→ Materials provided
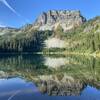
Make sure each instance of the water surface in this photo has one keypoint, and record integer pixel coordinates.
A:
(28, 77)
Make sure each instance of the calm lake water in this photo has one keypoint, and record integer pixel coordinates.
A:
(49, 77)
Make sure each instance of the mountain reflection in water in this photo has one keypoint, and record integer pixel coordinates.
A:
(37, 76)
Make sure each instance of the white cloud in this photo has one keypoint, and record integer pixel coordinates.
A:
* * *
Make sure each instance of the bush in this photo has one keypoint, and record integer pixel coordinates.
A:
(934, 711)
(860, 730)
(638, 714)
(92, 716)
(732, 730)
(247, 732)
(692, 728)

→ Exercise goal
Show each line of the material above that contains the word "instance".

→ Task result
Make sure each instance of the water surface in this photo has one keypoint, and record integer pixel coordinates.
Make sure each instance of the calm lake water in this photo has one keypoint, and record integer pixel coordinates.
Make sure each instance of the mountain reflection in water in this photo has one keypoint, and record integer pixel coordinates.
Make sure each instance of the white cloud in this photo has one keypoint, and record integer pixel coordinates.
Make sure each instance of the bush in this photo has one keypoint, and record integer pixel coordinates.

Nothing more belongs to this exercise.